:: WRITTEN TASK ::
Lay out the records below as a two-column CSV with the header instruction,answer and one row per record. Put each record's text in the instruction column and its answer in the answer column, each as a single quoted field with line breaks replaced by spaces.

:: INFORMATION GIVEN ::

****************

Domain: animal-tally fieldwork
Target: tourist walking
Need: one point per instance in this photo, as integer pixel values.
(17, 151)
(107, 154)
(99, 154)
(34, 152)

****************

:: ANSWER FOR THIS EXERCISE ::
instruction,answer
"Domain: animal-tally fieldwork Target: tourist walking Need: one point per instance in this photo, as integer pixel values.","(17, 151) (107, 154) (99, 154) (34, 152)"